*EXERCISE OBJECTIVE*
An exact transcript is needed of the material below, beginning at the line that contains "How quickly can you produce the bounding box of the building" and continuing through its last line; nothing else should appear.

*EXTRACTED RECORDS*
┄┄┄┄┄┄
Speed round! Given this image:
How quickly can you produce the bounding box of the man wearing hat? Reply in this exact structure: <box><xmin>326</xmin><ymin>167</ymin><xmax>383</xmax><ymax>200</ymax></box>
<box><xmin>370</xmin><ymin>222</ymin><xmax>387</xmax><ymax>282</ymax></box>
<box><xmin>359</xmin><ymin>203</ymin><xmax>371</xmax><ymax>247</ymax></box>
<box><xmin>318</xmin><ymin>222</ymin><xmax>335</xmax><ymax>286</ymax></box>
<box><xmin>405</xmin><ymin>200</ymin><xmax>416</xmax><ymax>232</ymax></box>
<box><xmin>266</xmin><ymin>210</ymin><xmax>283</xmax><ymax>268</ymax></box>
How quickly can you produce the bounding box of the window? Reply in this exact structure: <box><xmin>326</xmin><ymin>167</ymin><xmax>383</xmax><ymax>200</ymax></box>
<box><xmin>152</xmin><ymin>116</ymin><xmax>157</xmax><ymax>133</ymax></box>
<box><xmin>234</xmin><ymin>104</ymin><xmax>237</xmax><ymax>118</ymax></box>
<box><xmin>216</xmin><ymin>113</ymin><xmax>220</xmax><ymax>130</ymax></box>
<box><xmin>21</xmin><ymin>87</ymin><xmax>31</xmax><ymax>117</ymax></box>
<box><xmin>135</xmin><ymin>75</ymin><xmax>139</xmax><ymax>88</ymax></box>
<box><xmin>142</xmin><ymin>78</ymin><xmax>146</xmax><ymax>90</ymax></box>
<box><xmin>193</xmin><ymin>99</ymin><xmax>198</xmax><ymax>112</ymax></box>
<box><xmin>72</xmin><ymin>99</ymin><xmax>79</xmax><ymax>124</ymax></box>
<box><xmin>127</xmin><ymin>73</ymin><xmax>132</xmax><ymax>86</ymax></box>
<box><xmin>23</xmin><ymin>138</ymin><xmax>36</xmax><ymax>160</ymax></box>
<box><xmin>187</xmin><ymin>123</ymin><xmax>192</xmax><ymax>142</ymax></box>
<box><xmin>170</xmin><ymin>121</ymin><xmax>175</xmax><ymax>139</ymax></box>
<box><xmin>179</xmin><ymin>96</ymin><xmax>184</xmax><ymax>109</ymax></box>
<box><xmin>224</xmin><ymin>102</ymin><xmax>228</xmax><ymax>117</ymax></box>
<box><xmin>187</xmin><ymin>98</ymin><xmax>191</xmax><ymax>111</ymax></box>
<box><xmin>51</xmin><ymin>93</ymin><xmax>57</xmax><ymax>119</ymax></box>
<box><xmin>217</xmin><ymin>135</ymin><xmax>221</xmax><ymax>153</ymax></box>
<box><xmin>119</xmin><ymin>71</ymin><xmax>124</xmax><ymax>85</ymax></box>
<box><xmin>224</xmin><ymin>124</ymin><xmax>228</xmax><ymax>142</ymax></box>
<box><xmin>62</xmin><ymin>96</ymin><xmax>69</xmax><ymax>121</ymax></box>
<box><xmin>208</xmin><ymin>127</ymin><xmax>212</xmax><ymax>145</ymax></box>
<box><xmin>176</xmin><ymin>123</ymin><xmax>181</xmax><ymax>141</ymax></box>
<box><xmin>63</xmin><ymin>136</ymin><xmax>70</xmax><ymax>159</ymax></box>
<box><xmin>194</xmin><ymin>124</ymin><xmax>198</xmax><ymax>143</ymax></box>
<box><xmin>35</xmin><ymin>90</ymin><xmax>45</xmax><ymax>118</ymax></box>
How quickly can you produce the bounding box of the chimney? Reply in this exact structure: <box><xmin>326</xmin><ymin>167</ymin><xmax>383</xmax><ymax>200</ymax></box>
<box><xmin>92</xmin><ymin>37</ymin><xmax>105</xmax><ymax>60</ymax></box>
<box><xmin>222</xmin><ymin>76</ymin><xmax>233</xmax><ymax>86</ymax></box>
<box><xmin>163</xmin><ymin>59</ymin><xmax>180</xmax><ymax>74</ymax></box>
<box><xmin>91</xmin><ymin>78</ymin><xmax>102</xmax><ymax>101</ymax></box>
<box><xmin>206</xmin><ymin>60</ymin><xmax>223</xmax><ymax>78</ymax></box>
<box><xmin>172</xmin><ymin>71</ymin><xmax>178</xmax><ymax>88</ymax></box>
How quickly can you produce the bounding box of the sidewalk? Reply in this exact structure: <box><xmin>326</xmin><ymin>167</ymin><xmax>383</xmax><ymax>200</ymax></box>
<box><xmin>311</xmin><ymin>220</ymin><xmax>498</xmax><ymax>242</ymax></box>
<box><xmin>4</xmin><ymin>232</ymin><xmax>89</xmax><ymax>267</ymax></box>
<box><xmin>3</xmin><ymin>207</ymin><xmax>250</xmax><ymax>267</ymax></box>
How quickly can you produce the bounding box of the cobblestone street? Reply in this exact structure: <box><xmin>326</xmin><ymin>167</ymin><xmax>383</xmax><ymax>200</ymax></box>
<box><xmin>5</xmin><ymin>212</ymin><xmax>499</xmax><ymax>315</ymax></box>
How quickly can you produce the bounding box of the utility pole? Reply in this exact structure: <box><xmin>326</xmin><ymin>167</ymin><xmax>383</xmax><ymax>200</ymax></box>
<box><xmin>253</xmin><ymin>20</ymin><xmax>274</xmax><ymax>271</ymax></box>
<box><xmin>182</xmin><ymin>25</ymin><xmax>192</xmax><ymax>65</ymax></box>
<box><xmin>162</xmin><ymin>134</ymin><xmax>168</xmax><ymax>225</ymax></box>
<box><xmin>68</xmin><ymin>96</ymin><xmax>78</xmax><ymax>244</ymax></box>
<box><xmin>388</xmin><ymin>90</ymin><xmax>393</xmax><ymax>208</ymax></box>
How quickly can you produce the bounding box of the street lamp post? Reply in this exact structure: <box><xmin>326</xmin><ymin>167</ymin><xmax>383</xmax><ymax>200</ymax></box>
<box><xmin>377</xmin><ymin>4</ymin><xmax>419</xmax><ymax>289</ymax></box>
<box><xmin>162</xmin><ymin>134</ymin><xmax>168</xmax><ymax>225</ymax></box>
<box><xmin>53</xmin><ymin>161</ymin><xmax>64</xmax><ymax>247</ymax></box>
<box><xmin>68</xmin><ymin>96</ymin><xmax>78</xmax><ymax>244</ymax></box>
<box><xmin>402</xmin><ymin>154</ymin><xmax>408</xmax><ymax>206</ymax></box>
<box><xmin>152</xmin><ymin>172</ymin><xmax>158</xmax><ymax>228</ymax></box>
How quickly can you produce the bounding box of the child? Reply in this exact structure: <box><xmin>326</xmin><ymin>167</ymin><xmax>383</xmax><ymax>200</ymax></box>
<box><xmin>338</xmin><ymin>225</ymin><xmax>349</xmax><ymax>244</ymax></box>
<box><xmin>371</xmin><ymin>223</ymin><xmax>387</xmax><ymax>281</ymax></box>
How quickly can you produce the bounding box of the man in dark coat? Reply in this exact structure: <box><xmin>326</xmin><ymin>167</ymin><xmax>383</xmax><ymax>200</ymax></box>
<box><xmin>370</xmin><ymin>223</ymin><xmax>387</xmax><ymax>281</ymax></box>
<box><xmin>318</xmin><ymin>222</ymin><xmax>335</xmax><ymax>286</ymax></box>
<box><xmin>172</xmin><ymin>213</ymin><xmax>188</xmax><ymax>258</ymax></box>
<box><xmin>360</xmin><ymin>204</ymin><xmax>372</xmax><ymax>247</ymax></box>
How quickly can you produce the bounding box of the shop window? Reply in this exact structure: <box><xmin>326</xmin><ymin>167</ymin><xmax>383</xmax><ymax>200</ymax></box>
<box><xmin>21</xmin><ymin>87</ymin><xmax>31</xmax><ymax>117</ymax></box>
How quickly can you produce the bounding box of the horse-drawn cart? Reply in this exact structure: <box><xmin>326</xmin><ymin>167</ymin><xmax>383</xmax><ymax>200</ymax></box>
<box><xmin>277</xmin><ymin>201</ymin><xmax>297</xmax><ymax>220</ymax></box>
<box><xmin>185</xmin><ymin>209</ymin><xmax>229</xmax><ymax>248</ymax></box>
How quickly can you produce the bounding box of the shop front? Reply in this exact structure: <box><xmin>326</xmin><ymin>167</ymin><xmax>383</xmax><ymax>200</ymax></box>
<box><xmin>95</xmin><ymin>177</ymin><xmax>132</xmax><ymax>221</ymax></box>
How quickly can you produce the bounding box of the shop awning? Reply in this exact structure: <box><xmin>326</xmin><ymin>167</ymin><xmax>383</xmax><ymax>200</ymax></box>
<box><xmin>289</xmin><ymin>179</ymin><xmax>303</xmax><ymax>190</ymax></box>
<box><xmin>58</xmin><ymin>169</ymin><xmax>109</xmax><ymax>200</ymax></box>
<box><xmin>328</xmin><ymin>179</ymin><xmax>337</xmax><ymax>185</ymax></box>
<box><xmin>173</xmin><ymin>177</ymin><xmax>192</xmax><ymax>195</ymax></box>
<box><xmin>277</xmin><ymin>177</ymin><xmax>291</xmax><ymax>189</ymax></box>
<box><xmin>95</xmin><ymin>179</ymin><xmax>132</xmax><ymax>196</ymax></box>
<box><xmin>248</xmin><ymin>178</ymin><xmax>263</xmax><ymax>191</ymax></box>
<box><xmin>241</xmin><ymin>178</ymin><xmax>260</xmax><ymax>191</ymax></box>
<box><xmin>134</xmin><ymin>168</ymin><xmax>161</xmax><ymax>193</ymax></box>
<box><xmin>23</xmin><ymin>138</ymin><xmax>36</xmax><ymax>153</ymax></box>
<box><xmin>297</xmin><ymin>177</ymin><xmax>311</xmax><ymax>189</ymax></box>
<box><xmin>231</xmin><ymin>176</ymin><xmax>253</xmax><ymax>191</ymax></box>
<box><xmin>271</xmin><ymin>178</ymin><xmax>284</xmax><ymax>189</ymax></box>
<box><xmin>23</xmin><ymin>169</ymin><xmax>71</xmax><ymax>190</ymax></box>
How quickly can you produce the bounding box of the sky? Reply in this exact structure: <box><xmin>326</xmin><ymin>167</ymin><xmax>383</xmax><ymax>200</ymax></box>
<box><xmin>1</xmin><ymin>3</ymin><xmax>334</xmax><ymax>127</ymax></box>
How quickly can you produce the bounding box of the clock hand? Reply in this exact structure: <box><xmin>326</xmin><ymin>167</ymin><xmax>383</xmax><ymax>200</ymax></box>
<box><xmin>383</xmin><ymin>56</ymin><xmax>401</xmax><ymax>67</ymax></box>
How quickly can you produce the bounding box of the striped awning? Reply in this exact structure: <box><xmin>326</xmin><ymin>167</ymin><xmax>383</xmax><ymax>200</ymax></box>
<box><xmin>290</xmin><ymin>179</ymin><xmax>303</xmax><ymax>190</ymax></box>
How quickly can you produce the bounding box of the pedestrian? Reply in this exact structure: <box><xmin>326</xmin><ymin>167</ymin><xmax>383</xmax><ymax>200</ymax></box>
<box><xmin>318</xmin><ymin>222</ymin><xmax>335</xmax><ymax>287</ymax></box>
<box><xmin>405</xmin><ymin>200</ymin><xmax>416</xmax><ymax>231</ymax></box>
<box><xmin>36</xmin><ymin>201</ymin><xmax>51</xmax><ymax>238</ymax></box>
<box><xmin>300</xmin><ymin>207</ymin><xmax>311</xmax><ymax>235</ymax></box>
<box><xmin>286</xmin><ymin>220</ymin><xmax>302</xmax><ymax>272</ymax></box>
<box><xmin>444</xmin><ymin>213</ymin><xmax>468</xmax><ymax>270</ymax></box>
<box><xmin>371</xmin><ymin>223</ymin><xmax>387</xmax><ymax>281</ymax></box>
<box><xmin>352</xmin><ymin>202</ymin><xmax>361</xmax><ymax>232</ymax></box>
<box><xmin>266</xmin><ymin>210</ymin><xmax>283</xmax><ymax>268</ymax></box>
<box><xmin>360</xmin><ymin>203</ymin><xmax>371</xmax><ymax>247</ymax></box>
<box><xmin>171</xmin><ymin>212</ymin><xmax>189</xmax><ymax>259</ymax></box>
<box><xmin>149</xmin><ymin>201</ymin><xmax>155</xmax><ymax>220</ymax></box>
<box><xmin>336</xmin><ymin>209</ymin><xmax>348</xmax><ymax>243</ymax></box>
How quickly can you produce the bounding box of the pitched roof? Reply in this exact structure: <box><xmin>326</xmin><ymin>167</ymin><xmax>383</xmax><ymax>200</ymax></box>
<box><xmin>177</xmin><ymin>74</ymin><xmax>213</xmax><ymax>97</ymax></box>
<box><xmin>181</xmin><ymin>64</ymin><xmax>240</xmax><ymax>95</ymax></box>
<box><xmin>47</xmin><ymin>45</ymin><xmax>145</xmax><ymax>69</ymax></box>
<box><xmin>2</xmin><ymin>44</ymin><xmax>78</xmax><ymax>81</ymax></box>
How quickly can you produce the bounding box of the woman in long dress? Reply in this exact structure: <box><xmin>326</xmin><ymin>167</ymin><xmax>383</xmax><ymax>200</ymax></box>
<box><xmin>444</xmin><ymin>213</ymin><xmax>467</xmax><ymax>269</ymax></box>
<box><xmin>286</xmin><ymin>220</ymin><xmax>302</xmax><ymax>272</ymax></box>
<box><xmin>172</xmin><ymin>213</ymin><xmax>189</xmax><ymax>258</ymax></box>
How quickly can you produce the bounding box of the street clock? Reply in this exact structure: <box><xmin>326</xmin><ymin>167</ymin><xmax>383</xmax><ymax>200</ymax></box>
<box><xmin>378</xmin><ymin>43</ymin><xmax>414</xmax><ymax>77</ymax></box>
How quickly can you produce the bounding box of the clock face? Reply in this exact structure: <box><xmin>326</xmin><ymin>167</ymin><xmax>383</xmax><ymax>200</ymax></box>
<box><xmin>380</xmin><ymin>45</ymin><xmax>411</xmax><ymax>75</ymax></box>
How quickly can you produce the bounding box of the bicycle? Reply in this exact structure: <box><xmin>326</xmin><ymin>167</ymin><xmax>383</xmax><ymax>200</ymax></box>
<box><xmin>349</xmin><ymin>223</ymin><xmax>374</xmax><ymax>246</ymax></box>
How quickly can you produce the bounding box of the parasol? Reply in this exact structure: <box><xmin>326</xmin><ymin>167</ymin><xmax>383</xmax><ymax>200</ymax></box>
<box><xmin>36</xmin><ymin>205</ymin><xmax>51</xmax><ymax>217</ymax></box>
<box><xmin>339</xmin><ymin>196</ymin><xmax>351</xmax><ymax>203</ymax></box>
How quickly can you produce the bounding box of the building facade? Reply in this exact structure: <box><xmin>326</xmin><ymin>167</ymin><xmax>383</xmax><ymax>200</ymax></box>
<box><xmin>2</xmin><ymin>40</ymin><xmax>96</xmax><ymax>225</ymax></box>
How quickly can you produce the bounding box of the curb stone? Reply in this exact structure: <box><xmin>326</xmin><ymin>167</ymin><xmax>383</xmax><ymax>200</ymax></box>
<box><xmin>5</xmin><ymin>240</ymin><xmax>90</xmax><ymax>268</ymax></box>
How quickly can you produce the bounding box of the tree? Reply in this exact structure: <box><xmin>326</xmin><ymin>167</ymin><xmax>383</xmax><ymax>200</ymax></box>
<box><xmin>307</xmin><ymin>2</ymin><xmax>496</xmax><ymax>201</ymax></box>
┄┄┄┄┄┄
*TASK SOLUTION*
How quickly can you produce the bounding box of the building facade? Reply in this exact structure: <box><xmin>326</xmin><ymin>167</ymin><xmax>383</xmax><ymax>200</ymax></box>
<box><xmin>2</xmin><ymin>40</ymin><xmax>96</xmax><ymax>225</ymax></box>
How quickly can you produce the bounding box of the curb stone? Reply in this exact structure: <box><xmin>326</xmin><ymin>167</ymin><xmax>383</xmax><ymax>200</ymax></box>
<box><xmin>5</xmin><ymin>240</ymin><xmax>90</xmax><ymax>268</ymax></box>
How quickly can you produce the bounding box of the tree? Reply in this exact structure: <box><xmin>326</xmin><ymin>167</ymin><xmax>383</xmax><ymax>200</ymax></box>
<box><xmin>307</xmin><ymin>2</ymin><xmax>496</xmax><ymax>201</ymax></box>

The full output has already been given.